● **Task brief**
Copy the data from the line containing "out the red" through the end of the data, substituting "chimney" for "chimney stack" and leaving everything else unchanged.
## Start Input data
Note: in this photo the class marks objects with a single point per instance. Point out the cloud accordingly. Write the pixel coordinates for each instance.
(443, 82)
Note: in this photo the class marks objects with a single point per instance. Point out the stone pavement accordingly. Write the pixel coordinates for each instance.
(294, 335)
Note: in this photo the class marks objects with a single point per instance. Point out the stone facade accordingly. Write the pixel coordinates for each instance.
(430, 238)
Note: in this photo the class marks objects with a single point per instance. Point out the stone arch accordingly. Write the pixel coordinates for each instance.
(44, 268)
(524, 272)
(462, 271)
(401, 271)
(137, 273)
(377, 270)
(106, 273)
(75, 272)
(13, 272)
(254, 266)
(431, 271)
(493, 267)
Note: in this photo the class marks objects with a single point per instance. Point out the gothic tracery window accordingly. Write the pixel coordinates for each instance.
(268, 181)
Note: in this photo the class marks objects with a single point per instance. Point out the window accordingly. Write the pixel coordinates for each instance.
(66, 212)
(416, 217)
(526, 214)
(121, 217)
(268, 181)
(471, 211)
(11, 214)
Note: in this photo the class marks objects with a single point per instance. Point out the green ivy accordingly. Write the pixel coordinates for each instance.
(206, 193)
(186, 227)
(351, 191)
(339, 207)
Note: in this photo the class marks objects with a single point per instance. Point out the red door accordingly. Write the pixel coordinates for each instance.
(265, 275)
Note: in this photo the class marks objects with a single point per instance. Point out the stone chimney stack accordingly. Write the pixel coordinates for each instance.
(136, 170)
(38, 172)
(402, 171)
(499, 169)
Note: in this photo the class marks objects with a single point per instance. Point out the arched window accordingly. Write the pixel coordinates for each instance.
## End Input data
● **Solution below**
Note: in this photo the class marks objects with a single point per instance. Point out the red door accordingly. Write the pixel coordinates for each instance.
(265, 275)
Note: in this photo the class marks objects with a single point per instance. Point out the stone chimney accordingly. Write the pixel coordinates for each instance.
(136, 170)
(38, 172)
(402, 171)
(499, 169)
Note: in this photo the class marks objects with a single point per instance. Point out the arched window accordingly. Write the pixel coordinates for each instance.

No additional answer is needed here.